▸ Assigned task
All of the data is to be set down again without alteration.

▸ Entries shown
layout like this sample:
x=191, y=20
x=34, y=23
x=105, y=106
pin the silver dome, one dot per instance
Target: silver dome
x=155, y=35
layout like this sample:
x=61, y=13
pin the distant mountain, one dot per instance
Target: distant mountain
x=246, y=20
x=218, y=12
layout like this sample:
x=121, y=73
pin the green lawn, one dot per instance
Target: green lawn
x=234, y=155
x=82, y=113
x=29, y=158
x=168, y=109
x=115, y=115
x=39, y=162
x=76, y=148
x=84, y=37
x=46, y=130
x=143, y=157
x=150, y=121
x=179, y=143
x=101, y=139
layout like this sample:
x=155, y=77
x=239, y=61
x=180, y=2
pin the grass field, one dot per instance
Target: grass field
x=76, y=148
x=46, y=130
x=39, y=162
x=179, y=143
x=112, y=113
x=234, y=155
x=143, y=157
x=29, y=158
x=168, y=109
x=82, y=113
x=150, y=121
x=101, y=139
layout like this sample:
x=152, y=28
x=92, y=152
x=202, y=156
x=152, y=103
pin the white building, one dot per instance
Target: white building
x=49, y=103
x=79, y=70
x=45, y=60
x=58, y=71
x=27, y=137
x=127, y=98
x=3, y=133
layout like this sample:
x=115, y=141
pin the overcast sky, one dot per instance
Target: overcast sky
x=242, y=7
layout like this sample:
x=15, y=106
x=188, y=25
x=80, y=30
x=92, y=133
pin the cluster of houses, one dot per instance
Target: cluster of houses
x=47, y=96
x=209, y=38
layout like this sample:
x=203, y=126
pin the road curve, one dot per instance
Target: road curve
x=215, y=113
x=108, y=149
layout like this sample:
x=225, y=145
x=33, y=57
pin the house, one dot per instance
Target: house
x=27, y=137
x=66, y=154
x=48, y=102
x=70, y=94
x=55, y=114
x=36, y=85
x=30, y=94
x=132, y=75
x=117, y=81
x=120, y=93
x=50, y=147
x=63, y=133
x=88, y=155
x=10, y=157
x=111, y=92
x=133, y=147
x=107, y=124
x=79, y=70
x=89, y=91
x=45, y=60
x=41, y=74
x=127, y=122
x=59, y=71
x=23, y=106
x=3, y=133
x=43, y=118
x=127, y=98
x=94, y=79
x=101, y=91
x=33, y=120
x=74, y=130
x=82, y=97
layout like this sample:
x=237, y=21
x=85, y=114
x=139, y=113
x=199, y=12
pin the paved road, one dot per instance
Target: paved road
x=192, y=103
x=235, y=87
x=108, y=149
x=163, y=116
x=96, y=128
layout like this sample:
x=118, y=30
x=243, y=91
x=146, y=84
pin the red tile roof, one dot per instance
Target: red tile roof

▸ Your response
layout like this sample:
x=191, y=20
x=34, y=23
x=105, y=106
pin the silver dome, one dot per instance
Target: silver dome
x=155, y=35
layout like this sample:
x=61, y=13
pin the distant mountain, one dot per instance
Target: distant mountain
x=246, y=20
x=218, y=12
layout like this sample:
x=121, y=73
pin the green lawn, one dot per instance
Target: green lawn
x=234, y=155
x=82, y=113
x=29, y=158
x=168, y=109
x=115, y=115
x=39, y=162
x=76, y=148
x=84, y=37
x=46, y=130
x=143, y=157
x=150, y=121
x=179, y=143
x=101, y=139
layout like this sample:
x=155, y=77
x=239, y=61
x=180, y=2
pin the grass field, one dot per instance
Target: grass field
x=76, y=148
x=46, y=130
x=39, y=162
x=179, y=143
x=112, y=113
x=234, y=155
x=143, y=157
x=29, y=158
x=168, y=109
x=82, y=113
x=150, y=121
x=101, y=139
layout like this sample:
x=152, y=28
x=92, y=152
x=202, y=156
x=152, y=103
pin the white building, one dot per instance
Target: white building
x=49, y=103
x=79, y=70
x=45, y=60
x=58, y=71
x=27, y=137
x=127, y=98
x=3, y=133
layout like this sample:
x=115, y=141
pin the overcast sky, one dot per instance
Target: overcast sky
x=242, y=7
layout like this sample:
x=15, y=106
x=188, y=25
x=80, y=30
x=92, y=133
pin the cluster of houses, one dot per instance
Target: cluster of houses
x=47, y=96
x=209, y=38
layout like this sample:
x=203, y=126
pin the road curve, one dot per instance
Target: road curve
x=215, y=113
x=108, y=149
layout like this sample:
x=225, y=145
x=33, y=57
pin the house, one dot per instance
Target: house
x=27, y=137
x=66, y=154
x=48, y=102
x=70, y=94
x=55, y=114
x=36, y=85
x=30, y=94
x=132, y=75
x=117, y=81
x=120, y=93
x=50, y=147
x=63, y=133
x=88, y=155
x=10, y=157
x=111, y=92
x=133, y=147
x=107, y=124
x=79, y=70
x=89, y=91
x=45, y=60
x=41, y=74
x=127, y=122
x=59, y=71
x=23, y=106
x=3, y=133
x=43, y=118
x=127, y=98
x=94, y=79
x=101, y=91
x=33, y=120
x=74, y=130
x=82, y=97
layout like this sample:
x=237, y=21
x=85, y=114
x=139, y=113
x=199, y=12
pin the paved road, one dot per instance
Target: paved road
x=192, y=103
x=235, y=87
x=108, y=149
x=163, y=116
x=96, y=128
layout like this sample:
x=118, y=30
x=243, y=91
x=146, y=84
pin the red tile roof, one dot per instance
Target: red tile roof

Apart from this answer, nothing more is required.